[Image region outline entries]
□ □ □ □

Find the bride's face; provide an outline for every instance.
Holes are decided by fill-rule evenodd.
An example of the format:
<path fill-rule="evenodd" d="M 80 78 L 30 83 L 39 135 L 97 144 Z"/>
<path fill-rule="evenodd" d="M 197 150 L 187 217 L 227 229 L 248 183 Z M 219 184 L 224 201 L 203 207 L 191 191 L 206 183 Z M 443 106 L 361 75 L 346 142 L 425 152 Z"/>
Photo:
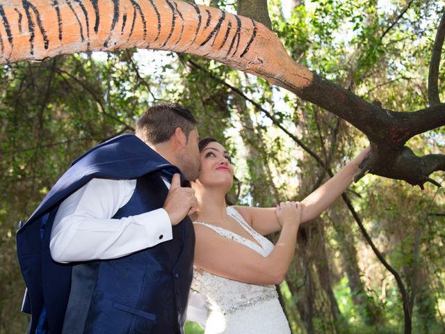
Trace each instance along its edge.
<path fill-rule="evenodd" d="M 201 151 L 201 170 L 197 180 L 204 186 L 221 186 L 227 191 L 232 188 L 234 168 L 229 152 L 219 143 L 209 143 Z"/>

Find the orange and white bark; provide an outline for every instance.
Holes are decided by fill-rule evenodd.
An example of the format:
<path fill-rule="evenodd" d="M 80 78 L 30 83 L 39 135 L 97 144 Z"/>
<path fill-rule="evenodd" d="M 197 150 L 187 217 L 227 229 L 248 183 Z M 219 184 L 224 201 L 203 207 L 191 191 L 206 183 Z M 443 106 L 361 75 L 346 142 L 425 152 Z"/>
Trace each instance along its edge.
<path fill-rule="evenodd" d="M 312 78 L 263 24 L 183 1 L 8 0 L 0 19 L 0 63 L 138 47 L 215 59 L 282 86 Z"/>

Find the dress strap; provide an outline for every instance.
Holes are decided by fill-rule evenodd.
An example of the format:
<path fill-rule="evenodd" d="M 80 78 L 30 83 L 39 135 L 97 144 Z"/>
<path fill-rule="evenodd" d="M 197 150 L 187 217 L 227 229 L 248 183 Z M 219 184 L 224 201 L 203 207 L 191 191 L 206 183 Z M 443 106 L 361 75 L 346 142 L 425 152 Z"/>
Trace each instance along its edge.
<path fill-rule="evenodd" d="M 201 221 L 194 221 L 193 224 L 202 225 L 204 226 L 206 226 L 210 228 L 211 230 L 213 230 L 220 236 L 231 239 L 234 241 L 241 244 L 242 245 L 244 245 L 246 247 L 250 248 L 252 250 L 254 250 L 257 253 L 259 253 L 262 256 L 265 256 L 264 255 L 264 250 L 263 247 L 260 246 L 261 244 L 259 245 L 248 239 L 245 239 L 243 237 L 241 237 L 241 235 L 234 232 L 229 231 L 229 230 L 226 230 L 225 228 L 220 228 L 219 226 L 215 226 L 214 225 L 208 224 L 207 223 L 203 223 Z"/>

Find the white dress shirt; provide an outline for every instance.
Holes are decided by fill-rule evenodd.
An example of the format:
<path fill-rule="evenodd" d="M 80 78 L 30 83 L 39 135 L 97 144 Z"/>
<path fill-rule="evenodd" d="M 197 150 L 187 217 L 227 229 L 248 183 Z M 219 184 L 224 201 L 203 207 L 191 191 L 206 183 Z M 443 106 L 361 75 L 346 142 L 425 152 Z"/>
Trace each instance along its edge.
<path fill-rule="evenodd" d="M 130 200 L 136 185 L 136 180 L 95 178 L 62 202 L 51 232 L 52 258 L 63 263 L 115 259 L 171 240 L 172 224 L 162 208 L 111 218 Z"/>

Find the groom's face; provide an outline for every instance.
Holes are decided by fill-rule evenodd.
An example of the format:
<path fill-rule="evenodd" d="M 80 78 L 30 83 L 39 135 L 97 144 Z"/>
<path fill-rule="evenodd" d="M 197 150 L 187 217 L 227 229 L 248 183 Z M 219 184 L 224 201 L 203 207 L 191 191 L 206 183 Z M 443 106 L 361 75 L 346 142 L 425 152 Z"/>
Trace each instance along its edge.
<path fill-rule="evenodd" d="M 180 166 L 186 180 L 193 181 L 197 178 L 200 174 L 201 159 L 198 148 L 199 135 L 196 128 L 188 134 L 188 139 L 184 154 L 181 157 L 181 166 Z"/>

□ □ □ □

● TASK DETAILS
Copy out every line starting at the line containing "Find the dress" and ending at the last line of the entries. Shift each coordinate in the answer outlines by adding 105, and leave every other line unchanged.

● TASK OUTPUT
Find the dress strap; provide an outline for every instance.
Holes are decided by fill-rule evenodd.
An example of the format:
<path fill-rule="evenodd" d="M 80 78 L 30 83 L 39 135 L 97 144 Z"/>
<path fill-rule="evenodd" d="M 197 150 L 187 217 L 227 229 L 248 183 Z M 219 184 L 224 201 L 203 207 L 191 191 L 206 183 Z M 443 106 L 361 75 L 346 142 L 425 152 Z"/>
Trace each instance along its edge.
<path fill-rule="evenodd" d="M 306 326 L 299 326 L 298 329 L 307 330 L 309 331 L 311 331 L 315 333 L 316 335 L 318 335 L 325 341 L 336 344 L 339 346 L 346 349 L 347 350 L 349 350 L 351 352 L 355 353 L 357 355 L 359 355 L 362 358 L 364 358 L 367 361 L 370 361 L 369 360 L 369 355 L 368 352 L 365 351 L 366 349 L 364 350 L 353 344 L 350 344 L 348 342 L 346 342 L 346 340 L 339 337 L 334 336 L 334 335 L 331 335 L 330 333 L 325 333 L 324 331 L 320 331 L 319 330 L 313 329 L 312 328 L 308 328 Z"/>

Find the white dress shirt; provide an outline for every instance.
Holes are decided by fill-rule evenodd.
An example of the format:
<path fill-rule="evenodd" d="M 80 78 L 30 83 L 39 135 L 97 144 Z"/>
<path fill-rule="evenodd" d="M 197 150 L 187 217 L 227 229 L 248 183 Z M 219 184 L 224 201 L 203 207 L 191 191 L 206 183 Z M 443 106 L 361 75 L 346 142 L 425 152 Z"/>
Trace each instance along its edge.
<path fill-rule="evenodd" d="M 235 305 L 241 290 L 241 285 L 200 283 L 167 307 L 156 337 L 157 363 L 168 368 L 220 364 L 276 345 L 277 329 L 267 313 L 216 323 Z"/>

Find the groom's face; provide an outline for every instance.
Holes are decided by fill-rule evenodd.
An example of the format:
<path fill-rule="evenodd" d="M 80 78 L 30 83 L 39 135 L 97 144 Z"/>
<path fill-rule="evenodd" d="M 197 150 L 187 217 L 227 229 L 248 183 Z M 219 184 L 224 201 L 203 207 L 191 191 L 206 183 Z M 443 106 L 361 75 L 346 142 L 425 152 Z"/>
Trace each instance along its edge.
<path fill-rule="evenodd" d="M 285 271 L 291 285 L 298 286 L 302 283 L 305 279 L 306 264 L 303 253 L 304 240 L 301 233 L 293 239 L 293 244 L 289 259 L 286 262 L 286 271 Z"/>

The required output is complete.